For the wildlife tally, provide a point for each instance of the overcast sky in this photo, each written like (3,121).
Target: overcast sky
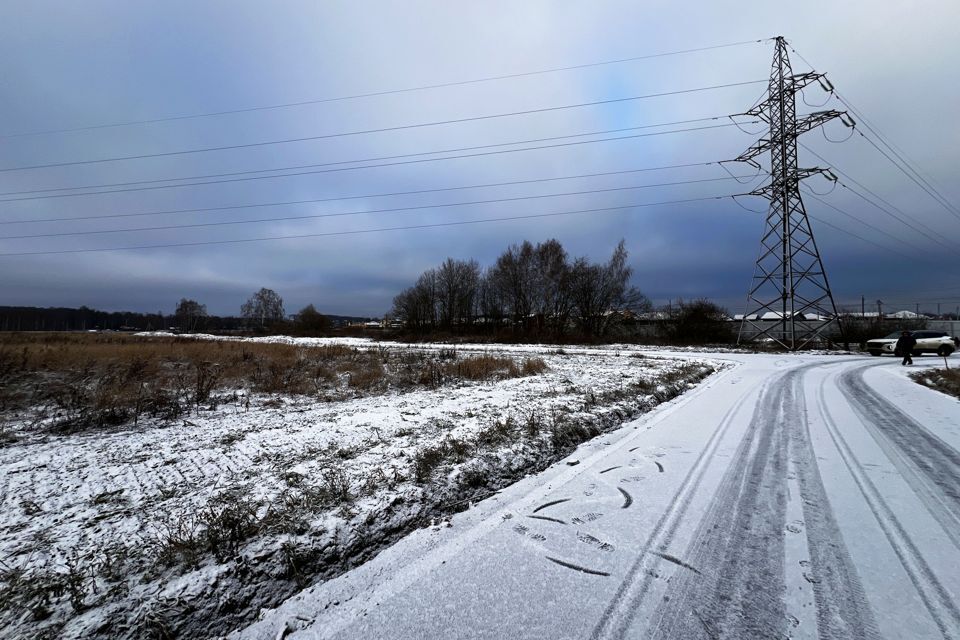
(76,65)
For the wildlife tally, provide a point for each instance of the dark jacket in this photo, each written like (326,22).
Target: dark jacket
(905,345)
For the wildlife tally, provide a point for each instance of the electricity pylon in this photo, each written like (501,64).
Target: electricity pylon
(789,299)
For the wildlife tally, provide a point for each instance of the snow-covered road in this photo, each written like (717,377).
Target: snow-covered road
(789,496)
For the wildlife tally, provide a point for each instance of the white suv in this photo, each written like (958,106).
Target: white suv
(936,342)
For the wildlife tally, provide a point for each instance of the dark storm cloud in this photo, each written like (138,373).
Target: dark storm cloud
(66,65)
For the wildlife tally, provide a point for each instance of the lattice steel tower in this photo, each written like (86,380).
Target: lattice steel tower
(789,298)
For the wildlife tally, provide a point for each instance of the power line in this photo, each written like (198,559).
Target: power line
(868,225)
(338,169)
(362,196)
(917,176)
(354,213)
(926,189)
(831,225)
(393,157)
(361,231)
(381,93)
(903,220)
(435,123)
(898,152)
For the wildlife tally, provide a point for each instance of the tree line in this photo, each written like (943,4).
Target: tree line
(263,311)
(530,290)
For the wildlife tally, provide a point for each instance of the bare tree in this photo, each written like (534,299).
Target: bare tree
(457,283)
(309,321)
(600,290)
(190,314)
(263,307)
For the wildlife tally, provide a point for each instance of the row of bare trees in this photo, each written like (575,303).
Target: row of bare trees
(532,289)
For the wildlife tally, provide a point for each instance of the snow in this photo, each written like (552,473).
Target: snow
(112,501)
(794,496)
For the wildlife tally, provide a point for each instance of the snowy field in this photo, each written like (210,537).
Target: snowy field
(189,527)
(790,496)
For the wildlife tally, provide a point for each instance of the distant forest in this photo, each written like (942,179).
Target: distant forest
(86,319)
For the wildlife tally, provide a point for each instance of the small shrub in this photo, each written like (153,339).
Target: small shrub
(426,460)
(533,366)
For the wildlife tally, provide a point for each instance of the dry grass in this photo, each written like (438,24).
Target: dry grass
(75,381)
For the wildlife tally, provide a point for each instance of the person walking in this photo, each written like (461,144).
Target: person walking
(905,345)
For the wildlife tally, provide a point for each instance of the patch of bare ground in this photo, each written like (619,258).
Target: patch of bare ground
(943,380)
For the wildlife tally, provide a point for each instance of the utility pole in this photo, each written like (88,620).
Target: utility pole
(789,282)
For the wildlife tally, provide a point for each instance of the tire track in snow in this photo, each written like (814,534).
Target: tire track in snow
(740,544)
(935,597)
(930,465)
(616,618)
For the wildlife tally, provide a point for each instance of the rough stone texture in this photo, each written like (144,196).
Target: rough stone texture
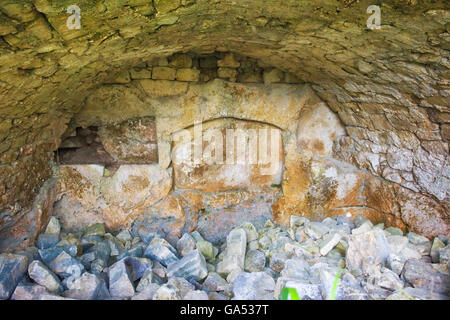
(389,87)
(223,165)
(87,196)
(253,286)
(372,243)
(12,269)
(191,267)
(133,141)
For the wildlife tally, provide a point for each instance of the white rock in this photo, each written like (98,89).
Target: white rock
(253,286)
(166,292)
(53,227)
(196,295)
(329,242)
(371,243)
(234,257)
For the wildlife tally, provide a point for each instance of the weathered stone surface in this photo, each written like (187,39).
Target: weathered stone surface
(12,269)
(214,282)
(43,276)
(120,281)
(196,295)
(89,197)
(255,261)
(166,292)
(191,267)
(53,226)
(25,291)
(422,275)
(186,244)
(222,165)
(371,243)
(86,287)
(65,265)
(161,251)
(253,286)
(147,293)
(133,141)
(47,240)
(234,257)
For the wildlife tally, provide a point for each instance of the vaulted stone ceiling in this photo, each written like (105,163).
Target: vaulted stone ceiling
(390,87)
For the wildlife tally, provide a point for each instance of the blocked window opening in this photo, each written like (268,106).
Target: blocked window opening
(129,142)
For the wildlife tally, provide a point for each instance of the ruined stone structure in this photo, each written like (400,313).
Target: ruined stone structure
(89,117)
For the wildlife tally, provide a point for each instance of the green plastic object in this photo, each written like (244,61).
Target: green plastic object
(289,294)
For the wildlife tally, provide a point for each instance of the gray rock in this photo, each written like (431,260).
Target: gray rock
(53,226)
(345,290)
(374,292)
(148,235)
(329,242)
(234,256)
(363,227)
(120,282)
(278,260)
(191,267)
(186,244)
(253,286)
(297,221)
(124,236)
(48,296)
(422,275)
(196,295)
(360,220)
(264,243)
(28,291)
(435,249)
(444,254)
(419,243)
(295,269)
(316,230)
(343,220)
(47,240)
(146,280)
(255,261)
(416,294)
(159,270)
(388,280)
(48,255)
(86,287)
(196,235)
(12,270)
(182,285)
(306,291)
(397,243)
(97,229)
(207,250)
(250,231)
(115,246)
(147,293)
(137,266)
(65,265)
(166,292)
(217,296)
(43,276)
(214,282)
(161,251)
(371,243)
(392,231)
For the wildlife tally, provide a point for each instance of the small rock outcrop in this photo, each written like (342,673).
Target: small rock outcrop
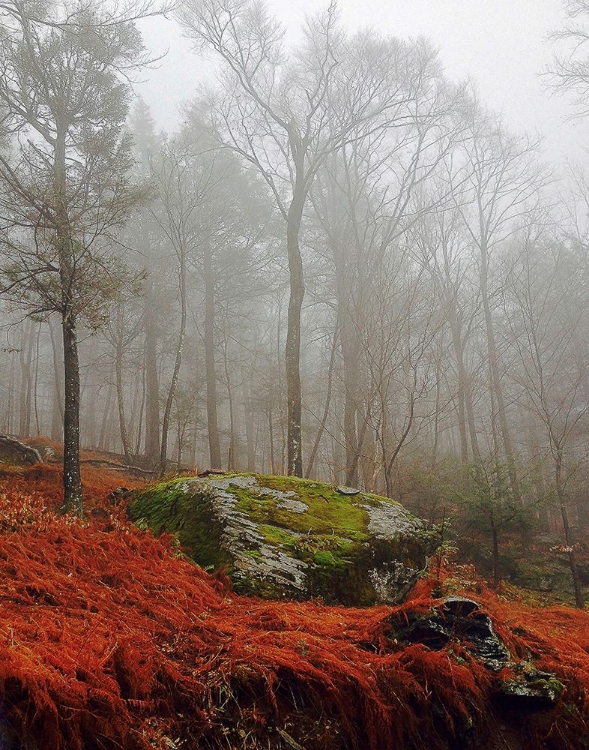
(461,620)
(14,452)
(293,538)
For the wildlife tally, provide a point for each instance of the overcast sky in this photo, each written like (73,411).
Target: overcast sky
(501,44)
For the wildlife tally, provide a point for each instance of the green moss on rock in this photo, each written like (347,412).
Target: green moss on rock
(289,537)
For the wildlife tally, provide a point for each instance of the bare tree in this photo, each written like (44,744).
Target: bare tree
(65,183)
(546,309)
(504,180)
(285,118)
(569,72)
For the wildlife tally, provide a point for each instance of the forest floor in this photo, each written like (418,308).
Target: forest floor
(110,638)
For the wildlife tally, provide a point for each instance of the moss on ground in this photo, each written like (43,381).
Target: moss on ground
(169,507)
(329,534)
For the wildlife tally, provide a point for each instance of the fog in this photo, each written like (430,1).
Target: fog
(504,48)
(355,258)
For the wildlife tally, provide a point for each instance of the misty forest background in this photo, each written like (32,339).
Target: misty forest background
(437,265)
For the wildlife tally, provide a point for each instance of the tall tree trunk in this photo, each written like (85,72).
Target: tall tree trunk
(211,375)
(26,358)
(152,408)
(72,482)
(119,384)
(326,408)
(293,335)
(568,536)
(494,372)
(57,413)
(177,361)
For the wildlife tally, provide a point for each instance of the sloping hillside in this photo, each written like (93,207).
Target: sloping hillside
(110,638)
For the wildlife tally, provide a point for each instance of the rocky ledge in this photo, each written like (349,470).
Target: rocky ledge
(282,537)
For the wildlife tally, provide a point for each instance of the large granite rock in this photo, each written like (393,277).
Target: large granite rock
(287,537)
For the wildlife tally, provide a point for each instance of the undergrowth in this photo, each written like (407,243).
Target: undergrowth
(110,639)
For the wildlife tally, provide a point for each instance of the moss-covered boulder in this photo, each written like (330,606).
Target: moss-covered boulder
(287,537)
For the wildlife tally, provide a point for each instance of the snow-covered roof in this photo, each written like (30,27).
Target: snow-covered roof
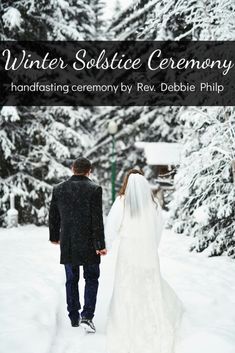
(160,153)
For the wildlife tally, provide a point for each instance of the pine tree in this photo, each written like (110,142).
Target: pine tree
(37,148)
(97,7)
(48,20)
(204,201)
(203,205)
(38,143)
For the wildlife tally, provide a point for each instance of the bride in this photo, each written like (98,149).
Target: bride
(144,310)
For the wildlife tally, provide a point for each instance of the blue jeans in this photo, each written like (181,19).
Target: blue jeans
(91,275)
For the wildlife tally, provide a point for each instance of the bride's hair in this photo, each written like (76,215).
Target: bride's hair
(124,185)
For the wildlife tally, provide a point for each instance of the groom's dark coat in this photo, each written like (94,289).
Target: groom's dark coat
(76,219)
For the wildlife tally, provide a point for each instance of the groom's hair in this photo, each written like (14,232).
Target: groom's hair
(81,166)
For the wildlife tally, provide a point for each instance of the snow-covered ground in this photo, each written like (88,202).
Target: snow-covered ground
(33,316)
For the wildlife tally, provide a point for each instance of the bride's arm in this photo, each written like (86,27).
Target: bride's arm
(114,221)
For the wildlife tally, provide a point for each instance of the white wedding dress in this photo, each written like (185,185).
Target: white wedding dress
(144,310)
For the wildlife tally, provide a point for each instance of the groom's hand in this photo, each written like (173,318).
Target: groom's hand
(102,252)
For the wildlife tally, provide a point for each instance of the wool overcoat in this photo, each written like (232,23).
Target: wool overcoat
(76,219)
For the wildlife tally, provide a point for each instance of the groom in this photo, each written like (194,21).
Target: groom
(76,223)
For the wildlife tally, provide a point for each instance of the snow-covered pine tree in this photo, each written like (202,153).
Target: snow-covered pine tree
(36,150)
(48,20)
(203,205)
(37,143)
(135,123)
(98,6)
(204,200)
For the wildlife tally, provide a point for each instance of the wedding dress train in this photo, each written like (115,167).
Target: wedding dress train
(144,310)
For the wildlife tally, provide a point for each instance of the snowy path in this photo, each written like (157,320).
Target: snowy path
(32,298)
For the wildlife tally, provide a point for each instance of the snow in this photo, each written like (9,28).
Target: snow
(161,153)
(12,18)
(32,298)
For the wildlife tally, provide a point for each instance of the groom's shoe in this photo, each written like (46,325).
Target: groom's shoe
(88,325)
(75,323)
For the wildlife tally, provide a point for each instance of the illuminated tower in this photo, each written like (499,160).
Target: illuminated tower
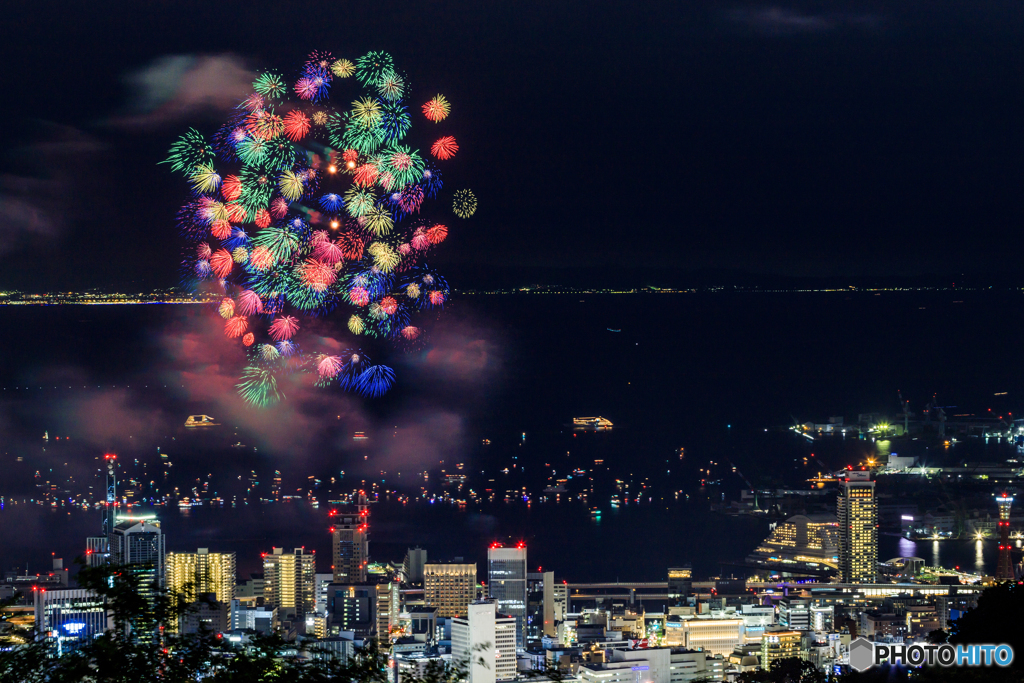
(858,529)
(1005,569)
(97,548)
(507,585)
(351,544)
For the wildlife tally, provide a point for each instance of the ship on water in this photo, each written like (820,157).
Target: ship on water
(592,424)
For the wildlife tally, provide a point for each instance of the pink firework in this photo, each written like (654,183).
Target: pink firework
(249,303)
(236,327)
(420,242)
(351,245)
(444,147)
(261,258)
(329,252)
(221,262)
(358,296)
(317,275)
(436,233)
(231,187)
(220,229)
(279,207)
(366,175)
(284,328)
(401,161)
(329,366)
(306,88)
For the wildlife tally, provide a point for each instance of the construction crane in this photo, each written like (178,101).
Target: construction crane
(906,413)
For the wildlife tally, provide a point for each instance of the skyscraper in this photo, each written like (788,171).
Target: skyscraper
(202,571)
(1005,569)
(351,545)
(507,585)
(290,582)
(449,587)
(858,529)
(484,636)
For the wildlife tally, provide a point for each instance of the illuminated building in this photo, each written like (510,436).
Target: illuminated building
(802,543)
(507,585)
(718,636)
(351,544)
(450,587)
(289,582)
(69,619)
(680,583)
(779,645)
(858,538)
(202,571)
(484,635)
(1005,568)
(190,574)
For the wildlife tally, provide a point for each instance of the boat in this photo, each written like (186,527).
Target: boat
(201,421)
(592,424)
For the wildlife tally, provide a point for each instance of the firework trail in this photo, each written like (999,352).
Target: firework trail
(312,201)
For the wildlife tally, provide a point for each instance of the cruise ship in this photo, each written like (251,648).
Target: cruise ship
(201,421)
(592,424)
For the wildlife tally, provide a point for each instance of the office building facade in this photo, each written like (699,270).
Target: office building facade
(507,585)
(450,587)
(858,529)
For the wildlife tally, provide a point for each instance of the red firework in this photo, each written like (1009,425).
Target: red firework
(221,262)
(283,328)
(296,125)
(436,233)
(366,175)
(261,258)
(249,303)
(220,229)
(236,213)
(236,327)
(231,187)
(351,245)
(444,147)
(359,296)
(317,275)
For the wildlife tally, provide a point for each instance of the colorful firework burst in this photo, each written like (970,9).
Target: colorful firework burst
(301,209)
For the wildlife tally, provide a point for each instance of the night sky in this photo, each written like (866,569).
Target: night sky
(797,138)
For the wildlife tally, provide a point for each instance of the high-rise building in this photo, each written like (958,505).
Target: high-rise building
(485,642)
(507,585)
(680,583)
(69,619)
(416,558)
(202,571)
(1005,568)
(289,582)
(858,529)
(449,587)
(351,544)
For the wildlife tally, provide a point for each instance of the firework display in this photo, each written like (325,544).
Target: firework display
(311,202)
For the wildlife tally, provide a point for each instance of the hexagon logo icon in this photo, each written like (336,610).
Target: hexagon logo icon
(861,654)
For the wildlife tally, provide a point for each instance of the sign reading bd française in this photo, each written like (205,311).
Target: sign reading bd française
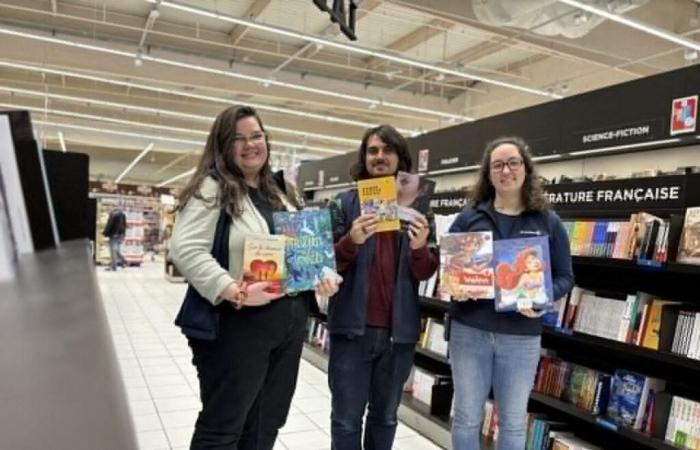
(628,194)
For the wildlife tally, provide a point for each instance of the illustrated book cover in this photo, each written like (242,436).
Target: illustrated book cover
(263,260)
(689,250)
(309,250)
(523,275)
(413,195)
(378,196)
(466,265)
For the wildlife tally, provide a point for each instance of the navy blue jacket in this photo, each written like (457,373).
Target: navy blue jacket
(481,314)
(347,310)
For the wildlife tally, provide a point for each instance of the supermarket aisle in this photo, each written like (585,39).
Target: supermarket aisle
(162,384)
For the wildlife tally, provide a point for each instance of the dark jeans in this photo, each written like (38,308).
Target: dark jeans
(248,375)
(115,253)
(366,370)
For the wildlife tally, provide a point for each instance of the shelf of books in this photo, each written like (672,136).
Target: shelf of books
(622,351)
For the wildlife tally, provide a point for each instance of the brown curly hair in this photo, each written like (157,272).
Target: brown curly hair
(217,162)
(532,194)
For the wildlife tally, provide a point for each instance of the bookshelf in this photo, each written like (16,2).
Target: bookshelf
(670,280)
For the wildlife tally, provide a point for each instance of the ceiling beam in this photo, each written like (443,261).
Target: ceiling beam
(309,49)
(253,12)
(413,39)
(505,36)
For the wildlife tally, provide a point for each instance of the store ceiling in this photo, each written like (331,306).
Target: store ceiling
(113,76)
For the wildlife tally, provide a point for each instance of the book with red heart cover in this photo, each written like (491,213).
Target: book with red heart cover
(263,260)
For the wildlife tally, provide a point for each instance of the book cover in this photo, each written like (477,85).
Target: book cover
(627,396)
(378,196)
(689,249)
(650,339)
(413,194)
(263,260)
(523,275)
(466,265)
(309,250)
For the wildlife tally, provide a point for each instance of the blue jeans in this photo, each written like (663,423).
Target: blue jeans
(364,370)
(481,360)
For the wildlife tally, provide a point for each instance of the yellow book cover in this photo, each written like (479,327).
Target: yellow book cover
(378,196)
(651,332)
(263,260)
(579,237)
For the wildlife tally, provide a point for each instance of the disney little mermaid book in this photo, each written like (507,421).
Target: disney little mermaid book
(523,274)
(263,260)
(309,253)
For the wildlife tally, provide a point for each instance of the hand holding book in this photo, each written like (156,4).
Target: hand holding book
(363,228)
(258,293)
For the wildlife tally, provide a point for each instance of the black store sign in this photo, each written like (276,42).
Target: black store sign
(631,194)
(620,134)
(448,202)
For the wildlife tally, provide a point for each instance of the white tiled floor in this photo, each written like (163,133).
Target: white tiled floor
(162,385)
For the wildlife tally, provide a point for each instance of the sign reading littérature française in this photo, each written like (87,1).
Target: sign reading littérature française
(634,193)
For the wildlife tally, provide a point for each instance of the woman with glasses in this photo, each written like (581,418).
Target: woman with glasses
(500,351)
(246,340)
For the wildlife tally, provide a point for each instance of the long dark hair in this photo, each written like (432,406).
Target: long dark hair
(393,139)
(217,162)
(532,194)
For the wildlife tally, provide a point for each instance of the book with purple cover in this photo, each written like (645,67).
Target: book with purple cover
(523,275)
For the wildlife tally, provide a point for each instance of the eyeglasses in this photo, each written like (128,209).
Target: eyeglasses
(374,151)
(513,164)
(254,138)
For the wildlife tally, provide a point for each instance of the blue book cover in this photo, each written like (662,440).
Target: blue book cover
(626,397)
(309,251)
(523,274)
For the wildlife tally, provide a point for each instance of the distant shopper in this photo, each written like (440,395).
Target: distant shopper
(246,341)
(497,350)
(115,230)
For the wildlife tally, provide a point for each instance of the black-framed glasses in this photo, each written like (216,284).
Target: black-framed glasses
(374,151)
(512,163)
(254,138)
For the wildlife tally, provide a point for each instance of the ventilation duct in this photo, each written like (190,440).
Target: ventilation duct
(548,17)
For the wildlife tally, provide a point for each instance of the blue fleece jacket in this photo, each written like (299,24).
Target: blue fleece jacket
(480,314)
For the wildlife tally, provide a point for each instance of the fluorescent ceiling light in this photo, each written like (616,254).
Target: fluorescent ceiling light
(62,142)
(350,48)
(134,162)
(623,147)
(225,73)
(546,157)
(226,101)
(453,169)
(152,110)
(177,177)
(199,144)
(632,23)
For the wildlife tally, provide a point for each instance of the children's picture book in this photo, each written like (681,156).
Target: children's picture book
(309,251)
(466,265)
(413,195)
(378,196)
(263,260)
(523,275)
(689,249)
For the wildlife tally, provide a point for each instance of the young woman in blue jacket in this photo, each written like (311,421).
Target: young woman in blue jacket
(497,350)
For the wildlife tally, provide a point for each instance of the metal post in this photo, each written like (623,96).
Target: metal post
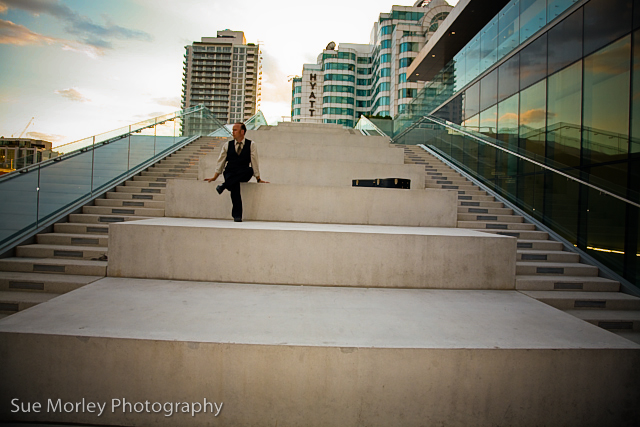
(129,150)
(93,157)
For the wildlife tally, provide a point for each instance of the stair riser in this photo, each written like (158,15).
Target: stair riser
(578,270)
(550,257)
(35,286)
(56,239)
(84,270)
(489,217)
(590,304)
(135,196)
(544,285)
(133,203)
(36,252)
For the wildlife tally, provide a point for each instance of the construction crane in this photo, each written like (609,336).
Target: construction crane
(26,127)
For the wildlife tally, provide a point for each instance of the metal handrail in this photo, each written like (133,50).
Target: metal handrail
(449,125)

- [What the task asks] With pictures omitted, copy exactly the lines from the one containing "written like (190,440)." through the final line of the listing, both included.

- [Full output]
For the wildlife tally, provide a point for each instance of the ventilation duct in this photo, each written like (190,440).
Target: ventilation duct
(548,17)
For the wildlife tally, provide a point for each instance of the blue fleece jacket in this photo, each written like (299,24).
Target: blue fleece jacket
(480,314)
For the wildlife tally, provide a point for each instance of the fluorescent ceiling light in this photo, each written like (616,254).
Target: fluorescent ceiling light
(62,142)
(350,48)
(134,162)
(623,147)
(225,73)
(546,157)
(226,101)
(453,169)
(152,110)
(177,177)
(199,144)
(632,23)
For the wildlife tally, provide a point for each instance of the children's picture book in this photo, each written like (681,156).
Target: children's picture book
(309,251)
(466,265)
(413,195)
(378,196)
(263,260)
(523,275)
(689,249)
For the wildlife tally, provide a point for each instance of the young woman in blue jacket in this photo, each written like (311,421).
Target: young woman in blue jacket
(497,350)
For the wildlife tally, provide a point for each instance of the metal post in this photo, each written like (623,96).
Target: metal post
(129,150)
(93,157)
For the wildlife tally, provide a point for each instance of the stair riser in this photo, each written like (158,15).
Target: stair riser
(578,270)
(550,257)
(35,286)
(56,239)
(84,270)
(489,217)
(590,304)
(135,196)
(544,285)
(133,203)
(36,252)
For the wildlife tally, provide a point for each instance of the construction crane in this photo, each written like (609,336).
Target: construction crane
(26,127)
For the wildlife tally, provide a point for each instance of the metal handrail in this photo, each written like (133,50).
Target: metal handrail
(449,125)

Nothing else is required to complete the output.